-- Opening Marker --

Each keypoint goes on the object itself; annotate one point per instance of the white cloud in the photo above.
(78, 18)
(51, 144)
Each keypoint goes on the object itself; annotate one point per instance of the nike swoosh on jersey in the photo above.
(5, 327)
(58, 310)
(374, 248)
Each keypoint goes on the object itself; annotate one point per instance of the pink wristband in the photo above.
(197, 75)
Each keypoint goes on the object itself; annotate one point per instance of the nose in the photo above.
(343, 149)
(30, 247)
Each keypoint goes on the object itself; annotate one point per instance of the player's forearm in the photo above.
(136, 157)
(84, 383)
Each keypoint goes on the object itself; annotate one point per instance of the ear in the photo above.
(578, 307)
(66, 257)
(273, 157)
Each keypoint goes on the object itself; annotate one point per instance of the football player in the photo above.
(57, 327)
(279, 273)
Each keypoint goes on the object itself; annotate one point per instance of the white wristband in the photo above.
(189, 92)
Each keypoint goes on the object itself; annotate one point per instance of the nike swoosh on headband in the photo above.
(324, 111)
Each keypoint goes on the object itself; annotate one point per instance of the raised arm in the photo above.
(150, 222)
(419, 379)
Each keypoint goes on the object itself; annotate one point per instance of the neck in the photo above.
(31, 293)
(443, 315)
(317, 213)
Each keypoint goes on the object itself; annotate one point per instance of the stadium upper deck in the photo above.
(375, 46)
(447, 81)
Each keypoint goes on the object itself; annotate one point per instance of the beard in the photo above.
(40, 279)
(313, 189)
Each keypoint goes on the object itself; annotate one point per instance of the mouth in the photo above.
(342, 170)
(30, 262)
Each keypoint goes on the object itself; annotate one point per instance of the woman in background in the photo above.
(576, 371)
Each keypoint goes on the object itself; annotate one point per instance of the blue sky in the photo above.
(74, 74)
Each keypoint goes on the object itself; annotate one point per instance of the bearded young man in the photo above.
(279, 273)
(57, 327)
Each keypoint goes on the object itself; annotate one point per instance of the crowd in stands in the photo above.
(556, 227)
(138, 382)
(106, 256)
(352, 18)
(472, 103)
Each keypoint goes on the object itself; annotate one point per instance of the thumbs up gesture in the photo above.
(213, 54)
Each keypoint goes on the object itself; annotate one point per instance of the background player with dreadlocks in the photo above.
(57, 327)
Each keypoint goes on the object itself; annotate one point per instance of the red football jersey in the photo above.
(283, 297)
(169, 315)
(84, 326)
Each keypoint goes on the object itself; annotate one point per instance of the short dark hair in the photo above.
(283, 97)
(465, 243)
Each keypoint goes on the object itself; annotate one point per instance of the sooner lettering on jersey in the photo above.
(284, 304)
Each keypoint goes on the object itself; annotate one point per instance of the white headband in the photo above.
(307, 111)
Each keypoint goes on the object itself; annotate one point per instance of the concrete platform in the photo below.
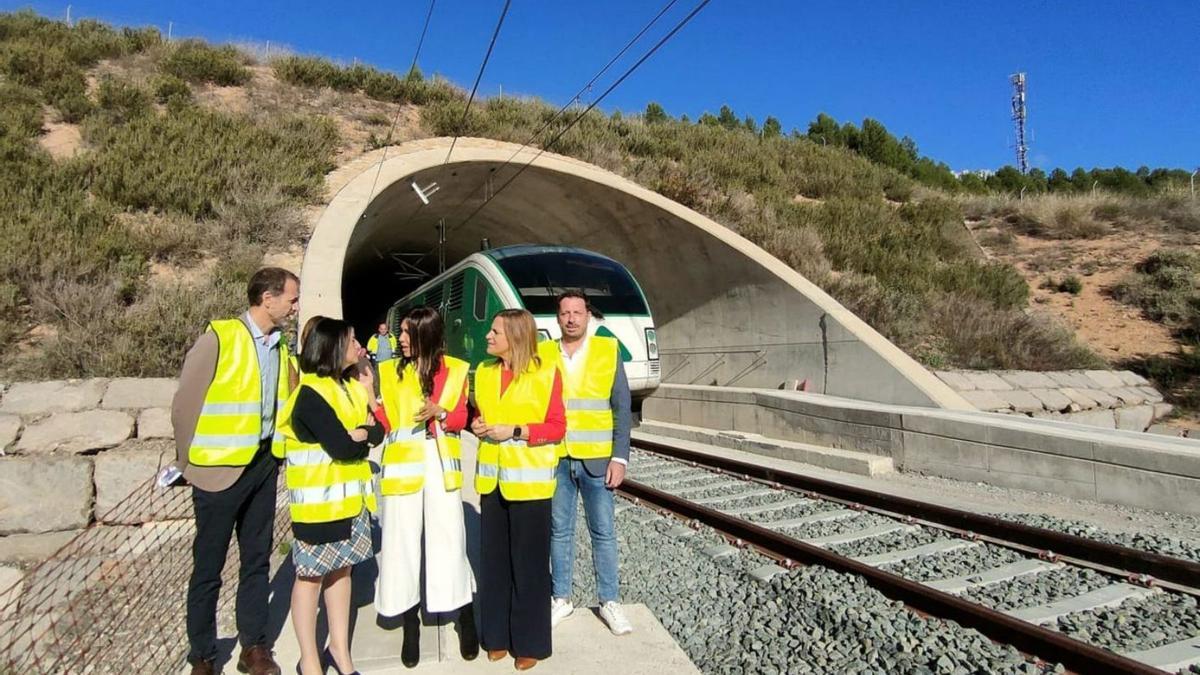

-- Closing Marker --

The expected answer is the data retyped exactly, without pictures.

Each keypoint goes on the object itself; annotate one point per instance of the white cloud in the photo above.
(78, 18)
(51, 144)
Each keypoint goes on the object itself; annotate one point per instance of the nike swoosh on jersey in the photo above.
(5, 327)
(58, 310)
(374, 248)
Each keypoint goes on the object itself; annotate one point per instance of the pink wristband in the photo above.
(197, 75)
Each keypoint goes on the object itself; annotate one point per instance of the nose in the photo above.
(343, 149)
(30, 247)
Each keypoint goes on the object itself; annotate one point per instance of the player's forearm in the photo above.
(136, 157)
(84, 383)
Each keypoint goes on the object itself; annotate one point per instance of the ear in the photo above.
(578, 307)
(66, 257)
(273, 157)
Each keypoint goes on the object itself; annotate one point per instance of the football player in the photo above.
(57, 327)
(279, 273)
Each keypoint goes on the object itself; annotate one point per instance of the white wristband in the photo above.
(189, 92)
Each keypoint goes on the object itself; annotate one point per instance of the nike swoosh on headband in the photo above.
(324, 111)
Each keypoint goes on the object itself; annotate one point per instance of the raised arm in the photo above.
(150, 222)
(419, 379)
Each keypoint goes on the object itself; annotate one point per instance of the neck in the photo above.
(31, 293)
(443, 315)
(317, 213)
Each keypoint goes on the object itself; annotate one point per instance of the stadium upper deck in the photo above.
(375, 46)
(447, 81)
Each keypoint goes on the object itself; annotate one point per instance of the beard in the photo above.
(40, 279)
(313, 189)
Each keypoint goes on the object itself; annotate one point per instance of the mouth in the photo above.
(342, 170)
(30, 262)
Each keypoint goes on the object itself; annotate one point per instance of the woman in background in the photo above.
(576, 371)
Each keypoint goes on the object itself; annotate one point per instance of the blue sky in the photo above.
(74, 74)
Each keypoint goes on the object itself; annotate one point per instance of the bearded young man in the photo above.
(279, 273)
(57, 327)
Each keypoint goes on the object itself; annotate one point per instance of the crowd in stands in the photo above.
(556, 227)
(138, 382)
(106, 256)
(352, 18)
(472, 103)
Each keypoint goes on the object itself; annotate one point per instance of the thumbs up gesture in the photo above.
(213, 54)
Each keypoint goes on the object itself; annotate one point per instance of the background player with dreadlocks in the photo above.
(57, 327)
Each keypoint goes on the object itself; annotate one point per instance of the red football jersey in the photo above.
(283, 297)
(169, 315)
(84, 326)
Each keypoint goes on the object itself; annotate one point per instance of the short dark hair in the photo above.
(283, 97)
(465, 243)
Each keypoint goes on the object itself; annotate one point per instance of the sooner lettering on jersey in the photo above.
(284, 304)
Each keypoint goes on the object itself; annotate one point per instance of the white headband in the photo above.
(307, 111)
Each keypoint goes on the object itself; annotate one point per instance of the concrete platform in the photo below.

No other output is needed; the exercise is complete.